- Promotional poster
- Genre: Action-adventure; Detective; Drama; Supernatural horror;
- Based on: Lockwood & Co. by Jonathan Stroud
- Developed by: Joe Cornish
- Directed by: William McGregor; Catherine Morshead; Joe Cornish;
- Starring: Ruby Stokes; Cameron Chapman; Ali Hadji-Heshmati;
- Opening theme: " Can't Leave the Night" by BadBadNotGood
- Composers: Joe Henson Alexis Smith; Christoph Bauschinger;
- Country of origin: United Kingdom
- Original language: English
- No. of series: 1
- No. of episodes: 8

Production
- Executive producers: Nira Park; Rachael Prior; Joe Cornish;
- Producer: James Biddle
- Production location: London
- Running time: 37–49 minutes
- Production company: Complete Fiction

Original release
- Network: Netflix
- Release: 27 January 2023

= Lockwood & Co. (TV series) =

2023 British detective thriller television series

Lockwood & Co. is a British supernatural detective thriller television series developed by Joe Cornish for Netflix based on the book series by Jonathan Stroud. Consisting of eight episodes, it premiered on 27 January 2023. It follows the plots of the first two books, The Screaming Staircase and The Whispering Skull. In May 2023, the series was cancelled after one season.

_Records_.

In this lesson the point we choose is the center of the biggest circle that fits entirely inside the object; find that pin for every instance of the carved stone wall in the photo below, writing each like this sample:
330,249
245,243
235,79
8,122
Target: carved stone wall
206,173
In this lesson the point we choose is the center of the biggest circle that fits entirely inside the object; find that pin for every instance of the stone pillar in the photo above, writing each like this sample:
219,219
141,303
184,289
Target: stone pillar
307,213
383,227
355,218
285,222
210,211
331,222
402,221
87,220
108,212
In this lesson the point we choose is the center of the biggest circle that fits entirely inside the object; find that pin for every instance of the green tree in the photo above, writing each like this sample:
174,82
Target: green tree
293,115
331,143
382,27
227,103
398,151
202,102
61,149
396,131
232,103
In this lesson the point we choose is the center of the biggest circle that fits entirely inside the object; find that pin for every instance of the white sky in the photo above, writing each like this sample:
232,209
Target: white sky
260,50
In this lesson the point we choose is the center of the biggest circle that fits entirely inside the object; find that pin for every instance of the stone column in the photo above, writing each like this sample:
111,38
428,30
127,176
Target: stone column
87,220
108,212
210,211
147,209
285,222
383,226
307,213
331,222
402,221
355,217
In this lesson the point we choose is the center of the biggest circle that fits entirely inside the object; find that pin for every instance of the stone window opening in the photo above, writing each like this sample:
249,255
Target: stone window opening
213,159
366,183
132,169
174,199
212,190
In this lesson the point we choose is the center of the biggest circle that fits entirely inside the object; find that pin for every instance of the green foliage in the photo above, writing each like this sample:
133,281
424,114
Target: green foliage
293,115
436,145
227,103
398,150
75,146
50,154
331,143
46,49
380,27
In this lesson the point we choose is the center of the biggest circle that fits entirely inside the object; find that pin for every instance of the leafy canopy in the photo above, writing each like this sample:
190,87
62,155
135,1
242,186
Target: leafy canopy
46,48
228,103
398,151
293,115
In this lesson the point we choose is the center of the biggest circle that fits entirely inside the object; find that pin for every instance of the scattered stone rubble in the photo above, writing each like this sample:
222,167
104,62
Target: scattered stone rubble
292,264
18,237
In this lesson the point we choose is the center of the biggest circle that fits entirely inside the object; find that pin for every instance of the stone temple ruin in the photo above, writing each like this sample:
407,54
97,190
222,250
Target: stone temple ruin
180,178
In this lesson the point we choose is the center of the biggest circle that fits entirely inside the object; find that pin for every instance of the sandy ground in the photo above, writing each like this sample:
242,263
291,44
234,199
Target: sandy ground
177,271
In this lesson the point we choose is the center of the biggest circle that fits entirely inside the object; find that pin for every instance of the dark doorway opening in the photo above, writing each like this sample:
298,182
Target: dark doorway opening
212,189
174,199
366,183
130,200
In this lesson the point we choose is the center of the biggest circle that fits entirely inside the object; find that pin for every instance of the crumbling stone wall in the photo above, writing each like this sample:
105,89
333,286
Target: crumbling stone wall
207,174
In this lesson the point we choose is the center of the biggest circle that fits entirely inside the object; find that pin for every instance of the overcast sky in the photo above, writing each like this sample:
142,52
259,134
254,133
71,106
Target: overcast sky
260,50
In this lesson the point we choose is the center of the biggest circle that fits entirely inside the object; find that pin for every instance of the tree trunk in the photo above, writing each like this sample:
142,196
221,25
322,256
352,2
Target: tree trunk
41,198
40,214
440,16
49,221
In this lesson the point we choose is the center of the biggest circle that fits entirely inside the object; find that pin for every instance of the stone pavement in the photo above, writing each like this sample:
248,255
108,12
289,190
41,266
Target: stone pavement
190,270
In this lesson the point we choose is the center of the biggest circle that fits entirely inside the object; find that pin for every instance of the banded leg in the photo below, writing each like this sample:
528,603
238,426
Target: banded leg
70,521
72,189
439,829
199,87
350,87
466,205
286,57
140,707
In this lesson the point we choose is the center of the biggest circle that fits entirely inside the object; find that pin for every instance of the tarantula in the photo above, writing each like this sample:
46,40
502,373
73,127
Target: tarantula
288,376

_Exercises_.
• a. Quote the Lockwood & Co. overview word for word, starting at "2023 British detective" and ending at "after one season.".
• b. Continue the Lockwood & Co. overview, picking up right after its final sentence.

_Set of answers_.
• a.
2023 British detective thriller television series

Lockwood & Co. is a British supernatural detective thriller television series developed by Joe Cornish for Netflix based on the book series by Jonathan Stroud. Consisting of eight episodes, it premiered on 27 January 2023. It follows the plots of the first two books, The Screaming Staircase and The Whispering Skull. In May 2023, the series was cancelled after one season.

• b.
==Premise==
In an alternate version of present-day Britain, ghosts, known as visitors, have been rising from their graves for the past 50 years. Because of this phenomenon, known as "The Problem", technological advances have stopped; for example, there is no internet and people still use cassette recorders.

Most adults (over the age of 20) do not possess the ability to see or sense ghosts, unlike children. So youths have been organised into licensed ghost-hunting agencies to detect and dispose of threats. Lucy Carlyle, a psychically gifted teenager, runs away from home and comes to London, in the hope of catching on at an agency. Running out of options, she applies for a job at a tiny outfit run by two boys in an old townhouse: Lockwood & Co.

==Cast and characters==
===Main===
- Ruby Stokes as Lucy Carlyle, a highly talented "Listener"—someone who can hear supernatural sounds and voices. She is also gifted with "touch". Pressed into ghost-hunting by her mother, she was unjustly made the scapegoat by her former supervisor in her former agency, Jacobs & Co., for a tragedy that killed four colleagues and left her best friend "ghost locked".
- Cameron Chapman as Anthony Lockwood, proprietor of Lockwood & Co., London's newest psychic investigations agency and the only one with no adult supervisors. Orphaned at a young age, he is the owner of 35 Portland Row, the Lockwood family residence, which serves as the agency’s office and home to its three members.
- Ali Hadji-Heshmati as George Karim, Lockwood's friend and the agency's head of research. Shy, but highly intelligent, he was fired from the prestigious Fittes agency for asking too many questions about "the Problem". In the book, the character was named George Cubbins. An excellent cook, he also serves as unofficial head chef at Portland Row.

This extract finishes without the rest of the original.